Supplied material
»»

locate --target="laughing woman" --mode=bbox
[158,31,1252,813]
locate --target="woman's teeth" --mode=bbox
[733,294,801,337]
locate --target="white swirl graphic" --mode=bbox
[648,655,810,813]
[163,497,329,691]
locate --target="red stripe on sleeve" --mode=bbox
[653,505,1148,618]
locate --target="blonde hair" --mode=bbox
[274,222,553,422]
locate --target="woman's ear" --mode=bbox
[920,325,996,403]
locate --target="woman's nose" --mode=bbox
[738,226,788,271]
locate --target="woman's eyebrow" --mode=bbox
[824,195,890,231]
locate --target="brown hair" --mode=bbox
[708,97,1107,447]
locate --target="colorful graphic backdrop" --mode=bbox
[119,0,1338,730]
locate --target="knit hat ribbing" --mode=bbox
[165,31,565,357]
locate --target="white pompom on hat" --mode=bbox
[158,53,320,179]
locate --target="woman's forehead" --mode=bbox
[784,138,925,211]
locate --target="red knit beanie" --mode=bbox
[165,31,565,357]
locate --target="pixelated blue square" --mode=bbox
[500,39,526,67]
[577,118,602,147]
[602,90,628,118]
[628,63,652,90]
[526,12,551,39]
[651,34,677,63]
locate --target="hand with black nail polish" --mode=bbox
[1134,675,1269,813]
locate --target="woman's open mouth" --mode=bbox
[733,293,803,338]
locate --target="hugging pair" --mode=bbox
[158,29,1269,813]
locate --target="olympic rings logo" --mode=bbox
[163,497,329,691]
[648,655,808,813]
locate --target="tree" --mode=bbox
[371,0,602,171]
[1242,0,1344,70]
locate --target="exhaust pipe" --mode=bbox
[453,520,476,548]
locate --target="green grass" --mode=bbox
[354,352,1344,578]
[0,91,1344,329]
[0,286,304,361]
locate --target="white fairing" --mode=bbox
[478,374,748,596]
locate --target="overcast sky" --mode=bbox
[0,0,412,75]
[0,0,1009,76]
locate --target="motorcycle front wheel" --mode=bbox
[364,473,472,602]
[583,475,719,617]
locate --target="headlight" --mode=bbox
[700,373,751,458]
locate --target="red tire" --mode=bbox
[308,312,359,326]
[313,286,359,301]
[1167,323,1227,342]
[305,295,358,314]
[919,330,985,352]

««

Given task
Copy out the records word for word, from the first line through the line containing "[274,222,553,422]", with both end lines included.

Solution to this task
locate --target="laughing woman" --mode=bbox
[158,31,1252,813]
locate --target="woman's teeth" --mode=bbox
[733,294,801,337]
locate --target="white swirl graphic" --mode=bbox
[648,655,810,813]
[163,497,329,691]
locate --target="red stripe on sleeve" --mode=bbox
[653,505,1148,618]
locate --target="blonde hair" --mode=bbox
[274,222,553,422]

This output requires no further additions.